Record excerpts Start Marker
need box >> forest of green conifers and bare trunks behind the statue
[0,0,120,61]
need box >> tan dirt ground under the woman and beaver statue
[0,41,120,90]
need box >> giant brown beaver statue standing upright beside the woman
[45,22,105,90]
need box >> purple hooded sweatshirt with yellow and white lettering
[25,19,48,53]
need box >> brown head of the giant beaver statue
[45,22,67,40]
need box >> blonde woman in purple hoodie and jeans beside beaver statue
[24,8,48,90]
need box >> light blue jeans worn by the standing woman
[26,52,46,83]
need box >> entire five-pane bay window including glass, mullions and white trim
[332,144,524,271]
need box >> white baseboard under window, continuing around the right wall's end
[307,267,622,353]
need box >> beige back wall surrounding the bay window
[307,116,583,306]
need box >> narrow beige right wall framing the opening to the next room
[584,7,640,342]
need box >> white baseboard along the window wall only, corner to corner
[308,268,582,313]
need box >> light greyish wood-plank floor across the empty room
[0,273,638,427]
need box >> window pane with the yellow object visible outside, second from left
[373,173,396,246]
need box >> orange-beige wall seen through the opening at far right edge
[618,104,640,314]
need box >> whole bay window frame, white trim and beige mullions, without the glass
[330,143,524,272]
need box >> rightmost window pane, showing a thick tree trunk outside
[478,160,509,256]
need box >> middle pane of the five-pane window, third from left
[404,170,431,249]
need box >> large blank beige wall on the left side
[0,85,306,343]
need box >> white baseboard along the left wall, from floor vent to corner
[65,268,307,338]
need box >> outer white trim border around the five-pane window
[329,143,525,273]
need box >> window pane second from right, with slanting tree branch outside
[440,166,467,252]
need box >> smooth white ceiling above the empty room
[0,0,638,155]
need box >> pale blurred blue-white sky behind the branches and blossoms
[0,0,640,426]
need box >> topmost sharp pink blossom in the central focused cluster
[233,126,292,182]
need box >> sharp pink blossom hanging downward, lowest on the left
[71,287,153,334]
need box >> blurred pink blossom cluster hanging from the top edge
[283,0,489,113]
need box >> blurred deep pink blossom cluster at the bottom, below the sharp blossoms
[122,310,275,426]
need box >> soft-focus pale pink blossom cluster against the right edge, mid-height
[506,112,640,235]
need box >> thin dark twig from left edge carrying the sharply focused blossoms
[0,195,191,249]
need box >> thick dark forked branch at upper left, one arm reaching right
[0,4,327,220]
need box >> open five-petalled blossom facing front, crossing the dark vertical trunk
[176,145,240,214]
Record excerpts End Marker
Record excerpts Start Marker
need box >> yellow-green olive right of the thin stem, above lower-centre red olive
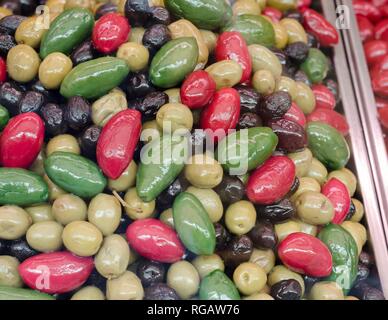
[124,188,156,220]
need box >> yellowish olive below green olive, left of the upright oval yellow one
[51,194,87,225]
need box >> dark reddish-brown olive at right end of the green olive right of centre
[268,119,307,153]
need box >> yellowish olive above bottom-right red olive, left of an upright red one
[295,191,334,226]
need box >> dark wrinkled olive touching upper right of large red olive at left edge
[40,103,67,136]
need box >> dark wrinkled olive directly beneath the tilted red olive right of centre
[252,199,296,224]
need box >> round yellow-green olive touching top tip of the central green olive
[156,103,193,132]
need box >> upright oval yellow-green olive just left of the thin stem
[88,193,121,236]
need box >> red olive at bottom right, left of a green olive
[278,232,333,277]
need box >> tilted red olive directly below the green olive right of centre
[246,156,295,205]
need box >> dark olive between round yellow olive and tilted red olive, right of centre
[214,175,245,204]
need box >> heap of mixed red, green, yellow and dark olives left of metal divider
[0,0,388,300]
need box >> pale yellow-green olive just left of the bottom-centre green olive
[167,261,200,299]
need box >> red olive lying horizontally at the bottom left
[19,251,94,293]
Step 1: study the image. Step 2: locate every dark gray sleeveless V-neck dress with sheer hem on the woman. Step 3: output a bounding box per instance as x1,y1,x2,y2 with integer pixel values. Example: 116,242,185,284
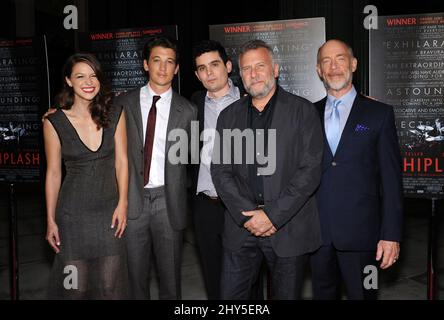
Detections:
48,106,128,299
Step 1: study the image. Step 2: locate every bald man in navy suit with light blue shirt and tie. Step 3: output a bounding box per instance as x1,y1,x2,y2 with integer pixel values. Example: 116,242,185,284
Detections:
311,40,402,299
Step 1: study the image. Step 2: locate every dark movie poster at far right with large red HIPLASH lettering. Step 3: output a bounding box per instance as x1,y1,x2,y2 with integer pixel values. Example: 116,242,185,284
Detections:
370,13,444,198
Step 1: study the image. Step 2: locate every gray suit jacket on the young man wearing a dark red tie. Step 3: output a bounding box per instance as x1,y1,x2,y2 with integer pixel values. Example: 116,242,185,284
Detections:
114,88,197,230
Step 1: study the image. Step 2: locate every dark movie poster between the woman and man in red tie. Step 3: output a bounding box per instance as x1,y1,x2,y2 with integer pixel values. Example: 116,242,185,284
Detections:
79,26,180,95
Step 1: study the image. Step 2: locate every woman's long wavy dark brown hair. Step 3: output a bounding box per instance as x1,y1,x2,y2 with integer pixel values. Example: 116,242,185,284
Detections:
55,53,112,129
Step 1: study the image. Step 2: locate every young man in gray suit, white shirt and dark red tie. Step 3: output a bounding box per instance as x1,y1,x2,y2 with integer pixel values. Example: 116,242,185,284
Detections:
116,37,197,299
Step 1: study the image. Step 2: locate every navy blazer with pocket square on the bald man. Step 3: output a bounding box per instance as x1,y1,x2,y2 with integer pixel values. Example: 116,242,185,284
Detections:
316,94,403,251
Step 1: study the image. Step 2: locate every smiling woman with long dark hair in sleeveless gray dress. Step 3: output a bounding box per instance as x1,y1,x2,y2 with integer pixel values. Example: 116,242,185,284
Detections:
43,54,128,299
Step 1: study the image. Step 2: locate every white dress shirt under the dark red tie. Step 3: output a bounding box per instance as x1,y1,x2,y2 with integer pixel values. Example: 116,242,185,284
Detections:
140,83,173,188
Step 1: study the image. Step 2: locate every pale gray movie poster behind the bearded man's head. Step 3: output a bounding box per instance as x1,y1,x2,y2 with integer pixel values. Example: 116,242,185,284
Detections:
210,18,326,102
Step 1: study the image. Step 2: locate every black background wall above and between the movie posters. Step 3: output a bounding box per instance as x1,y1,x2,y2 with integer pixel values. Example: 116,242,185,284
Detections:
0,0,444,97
Record excerpts End Marker
Record excerpts Start Marker
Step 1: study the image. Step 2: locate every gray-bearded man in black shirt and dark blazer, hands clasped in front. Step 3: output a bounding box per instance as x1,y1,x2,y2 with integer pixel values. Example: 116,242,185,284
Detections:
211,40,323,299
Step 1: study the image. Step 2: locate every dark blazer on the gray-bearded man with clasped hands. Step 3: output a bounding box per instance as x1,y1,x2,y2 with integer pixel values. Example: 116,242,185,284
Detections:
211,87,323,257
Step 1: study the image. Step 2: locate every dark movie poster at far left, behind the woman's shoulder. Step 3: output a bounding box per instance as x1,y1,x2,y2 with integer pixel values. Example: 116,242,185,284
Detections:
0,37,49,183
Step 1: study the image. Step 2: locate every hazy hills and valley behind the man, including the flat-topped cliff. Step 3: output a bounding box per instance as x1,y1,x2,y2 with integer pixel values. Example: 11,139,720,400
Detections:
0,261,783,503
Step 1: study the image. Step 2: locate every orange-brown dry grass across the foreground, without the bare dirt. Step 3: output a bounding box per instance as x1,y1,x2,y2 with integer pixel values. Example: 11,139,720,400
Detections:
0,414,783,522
Record excerpts End Marker
Aim of the task →
Pull every line holding "black" out of the records.

Response area →
Step 1: study the image. Step 2: locate every black background wall above and between the movie posters. Step 3: output a bounding box per instance as x1,y1,x2,y2 with integer pixel values. Example: 116,242,185,284
Step 1: study the image. Step 2: locate every gray-bearded man in black shirt and dark blazer, hands clasped in front. Step 3: output a bounding box per instance as x1,y1,x2,y2 with integer pixel values. Example: 116,242,185,284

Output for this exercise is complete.